> _PROBLEM TO SOLVE_
Write out each entry again. Keep every word exactly as it is.

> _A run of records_
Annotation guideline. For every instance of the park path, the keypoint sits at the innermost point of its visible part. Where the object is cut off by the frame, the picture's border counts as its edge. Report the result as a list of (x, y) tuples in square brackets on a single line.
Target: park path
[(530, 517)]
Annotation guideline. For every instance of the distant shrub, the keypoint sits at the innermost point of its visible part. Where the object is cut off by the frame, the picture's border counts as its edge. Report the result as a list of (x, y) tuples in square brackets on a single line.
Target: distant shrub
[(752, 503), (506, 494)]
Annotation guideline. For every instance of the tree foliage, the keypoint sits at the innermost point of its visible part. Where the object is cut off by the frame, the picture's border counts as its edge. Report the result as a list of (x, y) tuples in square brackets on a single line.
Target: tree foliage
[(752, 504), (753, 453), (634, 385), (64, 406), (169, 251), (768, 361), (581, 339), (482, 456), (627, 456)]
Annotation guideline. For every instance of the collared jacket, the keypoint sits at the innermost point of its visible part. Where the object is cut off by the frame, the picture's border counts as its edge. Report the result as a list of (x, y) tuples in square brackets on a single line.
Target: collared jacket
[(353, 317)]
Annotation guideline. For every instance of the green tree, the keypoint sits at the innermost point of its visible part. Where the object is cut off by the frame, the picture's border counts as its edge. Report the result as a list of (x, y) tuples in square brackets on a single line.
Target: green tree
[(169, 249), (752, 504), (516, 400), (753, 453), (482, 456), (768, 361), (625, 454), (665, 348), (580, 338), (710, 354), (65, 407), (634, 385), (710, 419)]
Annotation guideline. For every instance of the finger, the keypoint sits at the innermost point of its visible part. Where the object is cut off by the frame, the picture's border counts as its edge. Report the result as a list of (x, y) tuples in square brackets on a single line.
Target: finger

> _RESPONSE TO THIS TASK_
Annotation guideline. For every instance of the park path, the keypoint sits at the innermost point of its visible part. Where the object is cut off by the frame, the picture's border counts as its edge. Report the result as a list of (x, y) tuples in square brackets on a single line.
Target: park path
[(530, 517)]
Annotation guideline. For every instance of the distant shrub, the keypoint sits at the innermost point of its visible part. Where the object is cut off by the frame, the picture's border counts as its edge. Report the result as a list of (x, y) tuples in square brackets on a single line.
Target: distant shrub
[(752, 503), (506, 494)]
Annotation guideline. For every instance of the tree foliage, the keypoint sits at the innermost point of its visible part. Where the object is cut off by the frame, the picture's border counts as its edge. Report the result as a list of (x, y) tuples in square brackets on a single line.
Target: tree foliage
[(752, 504), (753, 453), (634, 385), (64, 406), (169, 251), (768, 361), (581, 339), (482, 456), (627, 456)]
Annotation guideline. For every instance of the collared jacket, the keypoint sits at the innermost point of its visible part. Where the object is cut off by the frame, the picture's border counts as its edge. Report the result as a list of (x, y) tuples in square brackets on a single line.
Target: collared jacket
[(353, 317)]
Annotation guideline. For every instance of the green tree, the keypoint sits at the innermost point of its visible part. Where the object is cut off by the frame, the picture's border counts as its edge. Report the result as a list of (x, y) tuples in square brackets on a single line.
Target: green tree
[(169, 249), (752, 504), (516, 400), (753, 453), (482, 456), (768, 361), (625, 454), (665, 348), (580, 338), (710, 354), (65, 407), (634, 385), (710, 419)]
Annotation guideline. For every instance of the finger, the keypoint sits at the innermost point of its visible part. Where the object is cut off by the frame, the picture's border counts as its edge. Report the result as a list of (x, y) tuples in square brackets on a single line.
Target: finger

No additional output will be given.